**Task objective**
Rewrite the rows from the start through the one containing "top-left (56, 28), bottom-right (60, 33)", replacing "window" with "door" and leaving everything else unchanged.

**Exercise data**

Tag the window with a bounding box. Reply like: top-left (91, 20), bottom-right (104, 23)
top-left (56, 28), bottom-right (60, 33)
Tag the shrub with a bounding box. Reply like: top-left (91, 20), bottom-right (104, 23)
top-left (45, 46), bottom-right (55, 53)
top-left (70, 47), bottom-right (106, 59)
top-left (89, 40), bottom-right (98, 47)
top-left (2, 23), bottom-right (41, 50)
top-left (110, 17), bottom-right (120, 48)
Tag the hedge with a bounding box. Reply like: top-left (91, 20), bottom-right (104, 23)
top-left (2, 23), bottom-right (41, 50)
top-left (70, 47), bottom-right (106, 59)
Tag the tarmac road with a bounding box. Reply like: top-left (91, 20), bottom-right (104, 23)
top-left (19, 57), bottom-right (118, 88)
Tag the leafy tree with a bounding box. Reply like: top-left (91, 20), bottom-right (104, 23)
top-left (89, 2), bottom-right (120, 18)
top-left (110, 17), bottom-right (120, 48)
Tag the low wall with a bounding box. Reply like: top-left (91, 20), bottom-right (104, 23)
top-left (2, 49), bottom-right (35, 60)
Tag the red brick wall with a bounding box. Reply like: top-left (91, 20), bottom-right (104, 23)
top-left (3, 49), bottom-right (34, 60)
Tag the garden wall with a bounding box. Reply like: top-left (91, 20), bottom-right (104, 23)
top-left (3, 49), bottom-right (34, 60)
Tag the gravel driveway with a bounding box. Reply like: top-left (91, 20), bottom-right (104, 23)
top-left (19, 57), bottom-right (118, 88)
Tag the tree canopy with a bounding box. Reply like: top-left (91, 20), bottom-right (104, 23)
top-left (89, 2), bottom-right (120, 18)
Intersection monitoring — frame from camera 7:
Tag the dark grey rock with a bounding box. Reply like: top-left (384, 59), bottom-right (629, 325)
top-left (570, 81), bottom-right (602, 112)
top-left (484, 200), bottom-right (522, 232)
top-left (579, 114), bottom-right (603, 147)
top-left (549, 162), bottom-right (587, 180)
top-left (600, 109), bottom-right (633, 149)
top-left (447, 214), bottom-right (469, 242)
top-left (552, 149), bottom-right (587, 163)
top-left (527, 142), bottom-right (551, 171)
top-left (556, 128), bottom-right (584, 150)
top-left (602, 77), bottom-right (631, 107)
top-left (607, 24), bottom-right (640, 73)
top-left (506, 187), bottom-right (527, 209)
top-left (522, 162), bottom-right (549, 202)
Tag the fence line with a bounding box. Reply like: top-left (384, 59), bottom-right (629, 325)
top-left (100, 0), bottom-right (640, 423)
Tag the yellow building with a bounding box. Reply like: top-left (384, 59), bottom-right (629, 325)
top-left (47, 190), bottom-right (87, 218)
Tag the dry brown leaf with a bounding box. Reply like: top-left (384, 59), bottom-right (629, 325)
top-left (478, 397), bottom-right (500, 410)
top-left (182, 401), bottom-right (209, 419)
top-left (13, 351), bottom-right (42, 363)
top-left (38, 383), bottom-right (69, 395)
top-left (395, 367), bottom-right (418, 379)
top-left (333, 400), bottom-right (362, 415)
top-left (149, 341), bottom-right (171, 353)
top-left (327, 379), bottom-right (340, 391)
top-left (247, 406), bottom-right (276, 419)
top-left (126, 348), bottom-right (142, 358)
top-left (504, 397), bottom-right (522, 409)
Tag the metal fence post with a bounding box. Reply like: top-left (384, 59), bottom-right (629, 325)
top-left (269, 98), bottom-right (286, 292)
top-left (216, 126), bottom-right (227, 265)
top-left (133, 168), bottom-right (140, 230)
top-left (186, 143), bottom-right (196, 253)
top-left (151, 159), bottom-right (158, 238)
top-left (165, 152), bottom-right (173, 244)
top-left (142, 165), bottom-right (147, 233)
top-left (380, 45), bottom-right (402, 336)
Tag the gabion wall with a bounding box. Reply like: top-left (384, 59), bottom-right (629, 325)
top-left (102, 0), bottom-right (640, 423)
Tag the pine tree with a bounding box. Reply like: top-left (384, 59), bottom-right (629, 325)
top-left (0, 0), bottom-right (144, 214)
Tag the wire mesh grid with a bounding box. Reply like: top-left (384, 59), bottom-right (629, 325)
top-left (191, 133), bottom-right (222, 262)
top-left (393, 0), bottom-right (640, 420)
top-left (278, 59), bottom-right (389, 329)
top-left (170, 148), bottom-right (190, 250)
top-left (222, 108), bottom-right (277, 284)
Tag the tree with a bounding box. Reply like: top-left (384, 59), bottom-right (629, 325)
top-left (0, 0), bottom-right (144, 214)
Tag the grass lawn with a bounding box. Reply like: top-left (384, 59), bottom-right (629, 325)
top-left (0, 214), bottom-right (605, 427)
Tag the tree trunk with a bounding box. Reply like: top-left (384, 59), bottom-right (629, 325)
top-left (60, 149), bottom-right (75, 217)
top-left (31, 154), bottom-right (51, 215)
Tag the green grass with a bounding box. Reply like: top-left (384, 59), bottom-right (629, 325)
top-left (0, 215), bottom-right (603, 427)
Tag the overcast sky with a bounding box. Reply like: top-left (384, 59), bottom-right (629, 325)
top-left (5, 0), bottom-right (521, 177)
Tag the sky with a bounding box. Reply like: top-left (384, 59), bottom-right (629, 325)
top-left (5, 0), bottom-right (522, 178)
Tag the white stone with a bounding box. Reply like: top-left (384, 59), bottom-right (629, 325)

**Final answer**
Tag the door with a bounding box. Reply like: top-left (91, 20), bottom-right (104, 23)
top-left (56, 28), bottom-right (60, 33)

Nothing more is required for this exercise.